Repeat each of the rows below word for word, line by line, with nothing changed.

━━━━━━

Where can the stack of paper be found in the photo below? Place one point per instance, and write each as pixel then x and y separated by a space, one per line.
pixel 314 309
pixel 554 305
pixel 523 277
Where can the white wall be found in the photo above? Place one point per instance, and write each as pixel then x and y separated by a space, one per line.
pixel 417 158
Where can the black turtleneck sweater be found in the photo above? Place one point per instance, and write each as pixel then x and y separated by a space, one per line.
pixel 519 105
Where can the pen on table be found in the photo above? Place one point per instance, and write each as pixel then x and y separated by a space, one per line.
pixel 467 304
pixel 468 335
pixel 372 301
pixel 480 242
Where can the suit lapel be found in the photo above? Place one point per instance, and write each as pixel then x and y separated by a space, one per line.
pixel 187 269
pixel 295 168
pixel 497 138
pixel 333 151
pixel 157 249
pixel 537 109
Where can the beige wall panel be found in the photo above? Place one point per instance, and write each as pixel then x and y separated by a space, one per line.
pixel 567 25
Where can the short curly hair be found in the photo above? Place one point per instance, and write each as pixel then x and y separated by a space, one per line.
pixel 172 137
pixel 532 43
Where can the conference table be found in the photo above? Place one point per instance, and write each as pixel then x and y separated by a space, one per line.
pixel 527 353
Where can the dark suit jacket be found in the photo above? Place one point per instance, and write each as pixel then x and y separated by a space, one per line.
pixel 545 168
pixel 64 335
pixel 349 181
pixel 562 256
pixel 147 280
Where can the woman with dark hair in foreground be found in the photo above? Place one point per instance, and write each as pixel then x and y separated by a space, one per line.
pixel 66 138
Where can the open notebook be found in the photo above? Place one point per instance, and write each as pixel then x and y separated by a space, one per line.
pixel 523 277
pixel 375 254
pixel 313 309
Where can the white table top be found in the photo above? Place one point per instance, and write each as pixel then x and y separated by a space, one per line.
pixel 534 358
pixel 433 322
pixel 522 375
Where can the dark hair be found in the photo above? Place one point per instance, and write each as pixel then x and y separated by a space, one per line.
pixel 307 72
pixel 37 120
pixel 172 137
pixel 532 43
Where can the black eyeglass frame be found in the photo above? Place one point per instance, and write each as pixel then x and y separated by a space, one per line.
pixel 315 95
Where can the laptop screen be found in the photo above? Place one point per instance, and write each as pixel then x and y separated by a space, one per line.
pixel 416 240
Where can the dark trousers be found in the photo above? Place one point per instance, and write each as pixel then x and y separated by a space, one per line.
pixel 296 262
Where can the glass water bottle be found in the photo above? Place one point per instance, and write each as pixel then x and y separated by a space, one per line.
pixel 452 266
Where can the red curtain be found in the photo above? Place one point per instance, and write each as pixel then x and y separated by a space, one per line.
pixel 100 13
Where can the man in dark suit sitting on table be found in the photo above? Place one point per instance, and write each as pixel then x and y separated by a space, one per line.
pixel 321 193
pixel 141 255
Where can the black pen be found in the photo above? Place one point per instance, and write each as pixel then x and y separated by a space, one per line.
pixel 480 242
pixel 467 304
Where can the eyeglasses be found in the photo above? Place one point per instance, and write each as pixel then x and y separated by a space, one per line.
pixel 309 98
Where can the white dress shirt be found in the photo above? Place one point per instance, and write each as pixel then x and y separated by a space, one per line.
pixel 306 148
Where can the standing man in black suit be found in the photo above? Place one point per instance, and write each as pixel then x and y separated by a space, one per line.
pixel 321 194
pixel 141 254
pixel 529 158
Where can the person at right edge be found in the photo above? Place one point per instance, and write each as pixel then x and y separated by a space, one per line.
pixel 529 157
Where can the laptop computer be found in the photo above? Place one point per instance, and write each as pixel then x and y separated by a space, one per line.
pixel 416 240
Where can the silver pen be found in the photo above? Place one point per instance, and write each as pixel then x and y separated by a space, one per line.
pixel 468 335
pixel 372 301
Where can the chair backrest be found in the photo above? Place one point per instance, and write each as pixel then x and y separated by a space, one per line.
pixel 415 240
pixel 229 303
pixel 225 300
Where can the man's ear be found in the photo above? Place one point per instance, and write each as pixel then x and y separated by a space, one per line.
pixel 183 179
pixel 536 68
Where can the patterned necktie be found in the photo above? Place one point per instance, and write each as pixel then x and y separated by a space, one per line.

━━━━━━

*Task output*
Where can the stack of paper be found in the photo below? Place one point per instance, and write each as pixel then x and y separated by a space, one per line.
pixel 314 309
pixel 554 305
pixel 523 277
Where can the white wall be found in the photo above? Place one point per instance, and write each as pixel then x and y separated by a space, one per line.
pixel 417 158
Where can the black turtleneck sweater be found in the photo above? Place one point per instance, and write each as pixel then x and y separated by a space, one per line.
pixel 519 105
Where can the pen on table be found in the photo above? Place one point per instance, and write each as pixel then x and y separated by a space, one per line.
pixel 467 304
pixel 468 335
pixel 372 301
pixel 480 242
Where can the suit lapel be found in the photo above? Place one point per instance, and write each as pixel then x and y separated by a space, one per line.
pixel 187 269
pixel 295 168
pixel 497 138
pixel 333 151
pixel 157 249
pixel 537 109
Where can the beige wall panel be found in the photo above? Place one point per instance, and write each as pixel then x and y separated by a space, one per line.
pixel 567 25
Where can the short curly hair be found in the photo above? Place one point per instance, and write each as pixel then x and y separated by a space, one per line.
pixel 172 137
pixel 532 43
Where can the conference table be found in the photo above? Place one point per instance, and write each as pixel then x and y separated by a space, one per line.
pixel 527 353
Where can the dark suit jacket be found in the photo above? Place one point per instance, and write each as pixel then x and y separated by a space, one per line.
pixel 545 168
pixel 64 335
pixel 349 181
pixel 562 256
pixel 147 280
Where can the woman with dark hair in foreground be found in the photo above? Place one point per instance, and write each as pixel then x and y separated by a space, one per line.
pixel 66 138
Where can the open notebook be found in the photo above? Place one point per instance, and write each as pixel then x and y separated by a space, one per line.
pixel 523 277
pixel 375 254
pixel 313 309
Where can the white table top be found in the photo above? Place one point per instance, and write each as pixel then x and y separated by a space, one per line.
pixel 534 358
pixel 433 322
pixel 522 375
Where can the dark hair be found in the photo above? Place one point per instance, and write each as pixel then x and y separated by a space, one per line.
pixel 307 72
pixel 37 120
pixel 172 137
pixel 532 43
Where can the black eyeglass frame be found in the photo above? Place one point per instance, and write each as pixel then x and y separated by a space, one per line.
pixel 315 95
Where can the laptop screen be found in the photo above? Place one point per instance, and write each as pixel then x and y separated by a space, one per line.
pixel 416 240
Where can the dark trousers be found in the photo above? Place one point per instance, and write each as pixel then x and y separated by a space, one per line.
pixel 296 262
Where can the glass water bottle be found in the photo above? Place one point per instance, and write each as pixel then x and y separated by a space, one per line.
pixel 452 266
Where can the red curtain be found in the photo above? Place one point per instance, and write each as pixel then x and y separated by a space, one per line.
pixel 100 13
Where can the man in dark suit sitting on table be found in the photo above? Place one point per instance, and write each as pixel then x and y separated by a space, one per line.
pixel 321 193
pixel 141 255
Where can the black pen be found in the photo above? Place one point per instance, and write each as pixel then x and y separated by a space, one per line.
pixel 480 242
pixel 467 304
Where can the eyeglasses be found in the photo above? Place one point per instance, and write each as pixel then x and y separated by a space, one per line.
pixel 309 98
Where can the white dress shirt be found in the photo above? Place one point per instance, and write each as pixel then x and y separated by a space, one per line.
pixel 306 148
Where can the standing man in black suit be found in the photo above? Place one point per instance, and write each as pixel then x and y separated by a space, one per line.
pixel 321 194
pixel 141 254
pixel 529 158
Where can the person at right edge be found in the photo above? Place one point per instance, and write each as pixel then x and y separated by a space, one per line.
pixel 529 157
Where can the laptop computer be found in the photo above? Place one point per instance, and write each as pixel then x and y separated by a space, one per line.
pixel 416 240
Where can the silver pen be found in the photo above? Place one point per instance, and write each as pixel then x and y separated by a space, one per line.
pixel 468 335
pixel 372 301
Where can the chair backrest be found in the photo above? Place one point per instance, and write each as pixel then x and y separated by a space, one per line.
pixel 415 240
pixel 229 303
pixel 225 300
Where can the man's ear be found in the photo above? Place one point per instance, and write each as pixel then x and y separated by a space, one per line.
pixel 183 179
pixel 536 68
Where can the patterned necktie be found in the photo above? Place one point per instance, and write each as pixel then x and y separated by a space, one per line.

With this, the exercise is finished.